***** Information shown *****

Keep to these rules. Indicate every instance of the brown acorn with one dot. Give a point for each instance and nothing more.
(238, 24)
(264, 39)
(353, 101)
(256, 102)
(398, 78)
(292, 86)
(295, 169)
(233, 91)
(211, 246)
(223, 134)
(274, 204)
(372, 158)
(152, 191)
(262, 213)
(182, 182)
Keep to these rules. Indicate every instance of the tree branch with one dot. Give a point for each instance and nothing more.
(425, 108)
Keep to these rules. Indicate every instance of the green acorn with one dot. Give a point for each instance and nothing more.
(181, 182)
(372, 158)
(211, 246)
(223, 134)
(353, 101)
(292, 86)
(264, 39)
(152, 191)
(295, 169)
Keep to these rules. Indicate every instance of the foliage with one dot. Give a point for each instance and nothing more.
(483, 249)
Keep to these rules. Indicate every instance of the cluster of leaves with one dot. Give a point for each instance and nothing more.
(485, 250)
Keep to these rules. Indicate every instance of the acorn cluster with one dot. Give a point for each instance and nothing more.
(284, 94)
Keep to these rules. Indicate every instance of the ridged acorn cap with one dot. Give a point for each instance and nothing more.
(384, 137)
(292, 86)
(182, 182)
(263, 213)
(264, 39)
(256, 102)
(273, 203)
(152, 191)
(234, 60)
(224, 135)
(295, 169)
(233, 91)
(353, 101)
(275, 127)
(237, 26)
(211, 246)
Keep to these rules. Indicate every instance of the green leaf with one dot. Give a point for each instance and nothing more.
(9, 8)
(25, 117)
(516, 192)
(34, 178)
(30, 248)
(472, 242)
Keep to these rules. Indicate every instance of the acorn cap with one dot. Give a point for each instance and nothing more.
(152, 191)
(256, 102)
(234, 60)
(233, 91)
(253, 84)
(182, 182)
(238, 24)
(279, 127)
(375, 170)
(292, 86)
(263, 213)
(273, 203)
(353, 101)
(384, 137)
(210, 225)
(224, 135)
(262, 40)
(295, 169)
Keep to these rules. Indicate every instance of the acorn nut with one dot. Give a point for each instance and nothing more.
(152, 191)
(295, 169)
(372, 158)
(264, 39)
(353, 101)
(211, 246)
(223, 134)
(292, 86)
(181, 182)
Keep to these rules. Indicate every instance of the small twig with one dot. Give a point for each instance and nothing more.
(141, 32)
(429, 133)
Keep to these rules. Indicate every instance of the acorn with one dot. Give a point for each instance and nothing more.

*****

## Exercise
Format every line of the rows above as a two-column Markdown table, putting a running number under "No." and the line itself under "Entry", and skip any blank lines.

## Output of the exercise
| No. | Entry |
|---|---|
| 1 | Keep to these rules. Indicate every instance of the brown acorn with one dot. Give a point for each instance and nothing more. |
| 2 | (238, 24) |
| 3 | (264, 39) |
| 4 | (353, 101) |
| 5 | (256, 102) |
| 6 | (398, 78) |
| 7 | (292, 86) |
| 8 | (295, 169) |
| 9 | (233, 91) |
| 10 | (211, 246) |
| 11 | (223, 134) |
| 12 | (274, 204) |
| 13 | (372, 158) |
| 14 | (152, 191) |
| 15 | (262, 213) |
| 16 | (182, 182) |
| 17 | Keep to these rules. Indicate every instance of the tree branch with one dot. Give a point for each instance and nothing more. |
| 18 | (425, 108) |
| 19 | Keep to these rules. Indicate every instance of the green acorn with one dot. Give a point for each instance and nothing more. |
| 20 | (181, 182) |
| 21 | (372, 158) |
| 22 | (211, 246) |
| 23 | (223, 134) |
| 24 | (353, 101) |
| 25 | (292, 86) |
| 26 | (264, 39) |
| 27 | (152, 191) |
| 28 | (295, 169) |
| 29 | Keep to these rules. Indicate every instance of the foliage with one dot. Give a point for each instance and nothing more. |
| 30 | (483, 249) |
| 31 | Keep to these rules. Indicate every instance of the cluster of leaves with one dot. Give a point for each instance and nothing more. |
| 32 | (485, 250) |
| 33 | Keep to these rules. Indicate every instance of the acorn cluster with one dot. Give a point for each instance and nothing more. |
| 34 | (284, 94) |
| 35 | Keep to these rules. Indicate every instance of the ridged acorn cap with one dot. Give a point for each instance and nothing more. |
| 36 | (384, 137) |
| 37 | (292, 86) |
| 38 | (182, 182) |
| 39 | (263, 213) |
| 40 | (264, 39) |
| 41 | (256, 102) |
| 42 | (273, 203) |
| 43 | (152, 191) |
| 44 | (234, 60) |
| 45 | (224, 135) |
| 46 | (295, 169) |
| 47 | (233, 91) |
| 48 | (353, 101) |
| 49 | (275, 127) |
| 50 | (237, 26) |
| 51 | (211, 246) |
| 52 | Keep to these rules. Indicate every instance of the green leaf with one dot. Give a point for each instance and nothing more. |
| 53 | (9, 8) |
| 54 | (25, 117) |
| 55 | (516, 192) |
| 56 | (34, 178) |
| 57 | (30, 248) |
| 58 | (472, 242) |
| 59 | Keep to these rules. Indicate every instance of the acorn cap with one dot. Give a point for each instance and nothing more. |
| 60 | (152, 191) |
| 61 | (256, 102) |
| 62 | (234, 60) |
| 63 | (233, 91) |
| 64 | (253, 84) |
| 65 | (182, 182) |
| 66 | (238, 24) |
| 67 | (279, 127) |
| 68 | (375, 170) |
| 69 | (292, 86) |
| 70 | (263, 213) |
| 71 | (273, 203) |
| 72 | (353, 101) |
| 73 | (384, 137) |
| 74 | (210, 225) |
| 75 | (224, 135) |
| 76 | (262, 40) |
| 77 | (295, 169) |
| 78 | Keep to these rules. Indicate every instance of the acorn nut with one dot. Give a point for each instance and nothing more. |
| 79 | (152, 191) |
| 80 | (295, 169) |
| 81 | (372, 158) |
| 82 | (264, 39) |
| 83 | (353, 101) |
| 84 | (211, 246) |
| 85 | (223, 134) |
| 86 | (292, 86) |
| 87 | (181, 182) |
| 88 | Keep to these rules. Indicate every instance of the small twig with one dot. Give a point for each instance and nothing more. |
| 89 | (141, 32) |
| 90 | (429, 133) |
| 91 | Keep to these rules. Indicate every instance of the acorn with one dot. Give a point for each instance and nothing more. |